## START

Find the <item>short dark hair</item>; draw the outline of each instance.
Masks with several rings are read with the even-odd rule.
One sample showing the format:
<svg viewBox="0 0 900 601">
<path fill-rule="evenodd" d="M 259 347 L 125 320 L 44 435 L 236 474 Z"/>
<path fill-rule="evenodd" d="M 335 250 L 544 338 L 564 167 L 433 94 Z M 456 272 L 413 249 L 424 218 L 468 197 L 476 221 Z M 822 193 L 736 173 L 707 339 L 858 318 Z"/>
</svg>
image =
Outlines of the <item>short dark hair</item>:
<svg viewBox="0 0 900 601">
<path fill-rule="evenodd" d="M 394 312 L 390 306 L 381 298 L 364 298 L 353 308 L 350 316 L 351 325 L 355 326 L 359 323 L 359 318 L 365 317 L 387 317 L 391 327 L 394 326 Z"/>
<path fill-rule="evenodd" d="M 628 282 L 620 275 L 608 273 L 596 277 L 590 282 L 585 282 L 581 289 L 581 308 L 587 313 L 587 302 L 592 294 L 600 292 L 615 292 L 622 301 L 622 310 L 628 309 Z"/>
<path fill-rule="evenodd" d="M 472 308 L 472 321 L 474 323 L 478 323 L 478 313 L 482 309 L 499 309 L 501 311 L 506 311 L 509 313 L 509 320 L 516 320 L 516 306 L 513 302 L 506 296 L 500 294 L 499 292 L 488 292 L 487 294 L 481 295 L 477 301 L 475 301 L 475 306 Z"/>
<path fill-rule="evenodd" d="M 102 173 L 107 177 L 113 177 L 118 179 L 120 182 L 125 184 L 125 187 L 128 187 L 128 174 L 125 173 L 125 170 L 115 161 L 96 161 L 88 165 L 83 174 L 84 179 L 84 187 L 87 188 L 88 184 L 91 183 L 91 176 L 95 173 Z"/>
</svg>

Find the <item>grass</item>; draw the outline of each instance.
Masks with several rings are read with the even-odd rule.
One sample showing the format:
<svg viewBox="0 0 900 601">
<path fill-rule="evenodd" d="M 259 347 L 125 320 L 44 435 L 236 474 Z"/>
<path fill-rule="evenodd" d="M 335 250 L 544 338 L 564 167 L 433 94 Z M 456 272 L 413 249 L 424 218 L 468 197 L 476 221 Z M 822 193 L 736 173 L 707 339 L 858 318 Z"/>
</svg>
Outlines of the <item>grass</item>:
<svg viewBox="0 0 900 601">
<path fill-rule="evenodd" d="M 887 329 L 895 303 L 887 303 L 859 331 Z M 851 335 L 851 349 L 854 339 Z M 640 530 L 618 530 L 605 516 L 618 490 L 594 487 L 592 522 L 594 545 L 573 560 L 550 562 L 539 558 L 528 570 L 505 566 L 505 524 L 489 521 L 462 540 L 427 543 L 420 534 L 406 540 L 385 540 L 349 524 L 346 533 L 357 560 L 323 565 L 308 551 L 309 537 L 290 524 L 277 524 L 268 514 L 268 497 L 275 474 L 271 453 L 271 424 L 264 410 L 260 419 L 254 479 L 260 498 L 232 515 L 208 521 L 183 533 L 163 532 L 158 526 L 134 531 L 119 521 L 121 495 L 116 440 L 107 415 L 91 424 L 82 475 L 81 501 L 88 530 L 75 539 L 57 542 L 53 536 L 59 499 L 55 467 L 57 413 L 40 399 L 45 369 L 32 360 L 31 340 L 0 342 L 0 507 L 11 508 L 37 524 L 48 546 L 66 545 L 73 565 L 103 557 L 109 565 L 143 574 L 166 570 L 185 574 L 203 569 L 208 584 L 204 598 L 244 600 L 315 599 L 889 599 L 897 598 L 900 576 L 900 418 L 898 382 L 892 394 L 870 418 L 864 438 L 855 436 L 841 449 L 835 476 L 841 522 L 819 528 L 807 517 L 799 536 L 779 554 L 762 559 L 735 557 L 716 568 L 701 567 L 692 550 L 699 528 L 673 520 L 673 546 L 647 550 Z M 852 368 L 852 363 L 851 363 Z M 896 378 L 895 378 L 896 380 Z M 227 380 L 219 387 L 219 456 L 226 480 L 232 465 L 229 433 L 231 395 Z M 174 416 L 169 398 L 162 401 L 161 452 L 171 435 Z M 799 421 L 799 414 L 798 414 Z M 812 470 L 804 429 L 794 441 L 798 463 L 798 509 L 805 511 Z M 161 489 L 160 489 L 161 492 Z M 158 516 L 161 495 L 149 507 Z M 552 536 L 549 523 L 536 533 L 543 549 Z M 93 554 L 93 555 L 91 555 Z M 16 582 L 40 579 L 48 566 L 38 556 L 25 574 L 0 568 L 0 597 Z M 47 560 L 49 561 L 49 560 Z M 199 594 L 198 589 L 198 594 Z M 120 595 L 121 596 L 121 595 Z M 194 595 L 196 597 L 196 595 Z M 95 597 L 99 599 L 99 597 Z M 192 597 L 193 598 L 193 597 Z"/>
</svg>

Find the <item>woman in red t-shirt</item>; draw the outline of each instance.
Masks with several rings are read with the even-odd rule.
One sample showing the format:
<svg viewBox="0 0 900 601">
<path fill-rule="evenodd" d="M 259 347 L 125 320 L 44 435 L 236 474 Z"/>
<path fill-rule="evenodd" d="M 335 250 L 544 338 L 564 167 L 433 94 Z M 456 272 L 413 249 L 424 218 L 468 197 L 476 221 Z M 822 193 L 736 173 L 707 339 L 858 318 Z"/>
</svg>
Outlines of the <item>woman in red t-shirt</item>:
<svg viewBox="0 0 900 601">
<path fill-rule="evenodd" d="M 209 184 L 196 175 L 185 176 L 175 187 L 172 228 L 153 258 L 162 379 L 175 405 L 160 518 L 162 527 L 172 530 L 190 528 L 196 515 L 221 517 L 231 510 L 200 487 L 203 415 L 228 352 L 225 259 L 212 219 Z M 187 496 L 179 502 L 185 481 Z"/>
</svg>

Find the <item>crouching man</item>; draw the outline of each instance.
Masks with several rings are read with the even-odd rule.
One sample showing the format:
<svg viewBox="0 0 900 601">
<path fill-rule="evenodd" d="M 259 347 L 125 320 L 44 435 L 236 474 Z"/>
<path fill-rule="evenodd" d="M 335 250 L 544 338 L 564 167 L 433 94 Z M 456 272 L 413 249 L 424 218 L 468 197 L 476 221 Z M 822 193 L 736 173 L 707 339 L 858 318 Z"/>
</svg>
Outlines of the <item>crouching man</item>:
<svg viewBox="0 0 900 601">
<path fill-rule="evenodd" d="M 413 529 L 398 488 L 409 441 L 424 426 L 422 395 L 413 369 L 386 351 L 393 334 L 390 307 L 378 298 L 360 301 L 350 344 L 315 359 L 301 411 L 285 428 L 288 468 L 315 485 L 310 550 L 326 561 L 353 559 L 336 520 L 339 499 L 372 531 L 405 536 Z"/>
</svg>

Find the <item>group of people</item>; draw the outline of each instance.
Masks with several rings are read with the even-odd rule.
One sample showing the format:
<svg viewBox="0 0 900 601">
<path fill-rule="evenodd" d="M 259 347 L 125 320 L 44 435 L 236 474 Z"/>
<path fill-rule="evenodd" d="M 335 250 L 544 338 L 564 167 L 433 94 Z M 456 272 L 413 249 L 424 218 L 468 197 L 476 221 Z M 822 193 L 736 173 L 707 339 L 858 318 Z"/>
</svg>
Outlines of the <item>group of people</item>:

## END

--- Your instructions ---
Copy these lines out word for word.

--- Problem solution ---
Find the <item>short dark hair</item>; draw the outline of each instance.
Masks with several rings are read with the even-odd rule.
One sample showing the format:
<svg viewBox="0 0 900 601">
<path fill-rule="evenodd" d="M 259 347 L 125 320 L 44 435 L 236 474 Z"/>
<path fill-rule="evenodd" d="M 335 250 L 544 338 L 564 167 L 433 94 Z M 456 272 L 413 249 L 424 218 L 468 197 L 476 221 Z M 822 193 L 736 173 L 707 339 L 858 318 Z"/>
</svg>
image =
Outlines of the <item>short dark hair</item>:
<svg viewBox="0 0 900 601">
<path fill-rule="evenodd" d="M 394 312 L 390 306 L 381 298 L 364 298 L 353 308 L 350 316 L 351 325 L 355 326 L 359 323 L 359 318 L 365 317 L 387 317 L 391 327 L 394 326 Z"/>
<path fill-rule="evenodd" d="M 628 282 L 620 275 L 608 273 L 596 277 L 590 282 L 585 282 L 581 289 L 581 308 L 587 313 L 587 302 L 592 294 L 600 292 L 615 292 L 622 301 L 622 310 L 628 309 Z"/>
<path fill-rule="evenodd" d="M 472 308 L 472 321 L 474 323 L 478 323 L 478 313 L 482 309 L 499 309 L 501 311 L 506 311 L 509 313 L 509 320 L 516 320 L 516 306 L 513 302 L 506 296 L 500 294 L 499 292 L 488 292 L 487 294 L 481 295 L 477 301 L 475 301 L 475 306 Z"/>
<path fill-rule="evenodd" d="M 102 173 L 107 177 L 113 177 L 118 179 L 120 182 L 125 184 L 125 187 L 128 187 L 128 174 L 125 173 L 125 170 L 115 161 L 96 161 L 88 165 L 83 174 L 84 179 L 84 187 L 87 188 L 88 184 L 91 183 L 91 176 L 95 173 Z"/>
</svg>

Find the <item>grass</item>; draw the outline of each instance.
Masks with several rings are read with the even-odd rule.
One sample showing the format:
<svg viewBox="0 0 900 601">
<path fill-rule="evenodd" d="M 259 347 L 125 320 L 44 435 L 236 474 Z"/>
<path fill-rule="evenodd" d="M 335 250 L 544 338 L 564 167 L 433 94 Z M 456 272 L 413 249 L 424 218 L 468 197 L 476 221 Z M 822 193 L 736 173 L 707 339 L 858 318 Z"/>
</svg>
Outlines of the <item>grass</item>:
<svg viewBox="0 0 900 601">
<path fill-rule="evenodd" d="M 887 329 L 895 303 L 887 303 L 859 331 Z M 851 335 L 851 349 L 854 339 Z M 640 530 L 618 530 L 605 516 L 618 490 L 594 487 L 592 522 L 594 545 L 573 560 L 550 562 L 539 558 L 528 570 L 505 566 L 505 524 L 489 521 L 462 540 L 427 543 L 420 534 L 406 540 L 385 540 L 349 524 L 346 533 L 357 560 L 323 565 L 308 551 L 309 537 L 290 524 L 277 524 L 268 514 L 268 497 L 275 474 L 271 453 L 271 424 L 264 410 L 260 419 L 254 479 L 260 498 L 232 515 L 208 521 L 183 533 L 163 532 L 158 526 L 134 531 L 119 521 L 121 495 L 116 440 L 107 415 L 91 424 L 82 475 L 81 501 L 88 530 L 75 539 L 57 542 L 53 536 L 59 499 L 55 467 L 57 413 L 40 399 L 45 369 L 32 360 L 31 340 L 0 342 L 0 507 L 11 508 L 37 524 L 48 546 L 66 545 L 73 565 L 103 557 L 109 565 L 143 574 L 166 570 L 185 574 L 203 569 L 208 584 L 204 598 L 244 600 L 315 599 L 889 599 L 897 598 L 900 576 L 900 418 L 898 382 L 892 394 L 870 418 L 864 438 L 855 436 L 841 449 L 835 476 L 841 522 L 819 528 L 807 517 L 799 536 L 779 554 L 762 559 L 735 557 L 716 568 L 701 567 L 692 550 L 699 528 L 673 520 L 673 546 L 647 550 Z M 852 368 L 852 363 L 851 363 Z M 896 378 L 895 378 L 896 380 Z M 227 380 L 219 387 L 219 456 L 226 480 L 232 465 L 229 433 L 231 395 Z M 174 416 L 169 398 L 162 401 L 161 452 L 171 435 Z M 799 421 L 799 414 L 798 414 Z M 812 470 L 804 429 L 794 441 L 798 463 L 798 509 L 805 511 Z M 161 489 L 160 489 L 161 492 Z M 158 516 L 161 495 L 149 507 Z M 552 536 L 549 523 L 536 533 L 543 549 Z M 93 554 L 93 555 L 91 555 Z M 16 582 L 40 579 L 48 566 L 38 556 L 25 574 L 0 568 L 0 597 Z M 47 560 L 49 561 L 49 560 Z M 199 594 L 198 589 L 198 594 Z M 120 595 L 121 596 L 121 595 Z M 194 595 L 196 597 L 196 595 Z M 95 597 L 99 599 L 99 597 Z M 192 597 L 193 598 L 193 597 Z"/>
</svg>

Find the <item>woman in red t-shirt</item>; draw the outline of each instance.
Masks with several rings are read with the even-odd rule.
One sample showing the format:
<svg viewBox="0 0 900 601">
<path fill-rule="evenodd" d="M 259 347 L 125 320 L 44 435 L 236 474 Z"/>
<path fill-rule="evenodd" d="M 335 250 L 544 338 L 564 167 L 433 94 Z M 456 272 L 413 249 L 424 218 L 468 197 L 476 221 Z M 822 193 L 736 173 L 707 339 L 858 318 Z"/>
</svg>
Outlines of the <item>woman in red t-shirt</item>:
<svg viewBox="0 0 900 601">
<path fill-rule="evenodd" d="M 209 184 L 196 175 L 185 176 L 175 187 L 172 228 L 153 258 L 162 379 L 175 405 L 160 518 L 162 527 L 172 530 L 190 528 L 196 515 L 221 517 L 231 510 L 200 487 L 203 415 L 228 352 L 225 259 L 212 219 Z M 187 496 L 179 502 L 185 481 Z"/>
</svg>

Find the <item>crouching man</item>; draw the outline of each instance.
Masks with several rings are read with the even-odd rule.
One sample showing the format:
<svg viewBox="0 0 900 601">
<path fill-rule="evenodd" d="M 259 347 L 125 320 L 44 435 L 236 474 Z"/>
<path fill-rule="evenodd" d="M 335 250 L 544 338 L 564 167 L 433 94 Z M 456 272 L 413 249 L 424 218 L 468 197 L 476 221 Z M 822 193 L 736 173 L 707 339 L 858 318 Z"/>
</svg>
Outlines of the <item>crouching man</item>:
<svg viewBox="0 0 900 601">
<path fill-rule="evenodd" d="M 413 529 L 398 488 L 409 441 L 424 426 L 422 395 L 413 369 L 386 351 L 393 334 L 390 307 L 378 298 L 360 301 L 350 344 L 315 359 L 301 411 L 285 428 L 288 468 L 315 485 L 310 550 L 326 561 L 353 559 L 336 520 L 339 499 L 372 531 L 405 536 Z"/>
</svg>

Find the <item>group of people</item>; draw the outline of each instance.
Masks with several rings are read with the even-odd rule.
One sample showing the format:
<svg viewBox="0 0 900 601">
<path fill-rule="evenodd" d="M 259 347 L 125 320 L 44 435 L 236 474 Z"/>
<path fill-rule="evenodd" d="M 335 250 L 544 338 L 564 167 L 433 94 Z M 456 272 L 413 249 L 424 218 L 468 197 L 476 221 Z M 822 193 L 736 173 L 707 339 L 858 318 Z"/>
</svg>
Outlines of the <item>group of people</item>:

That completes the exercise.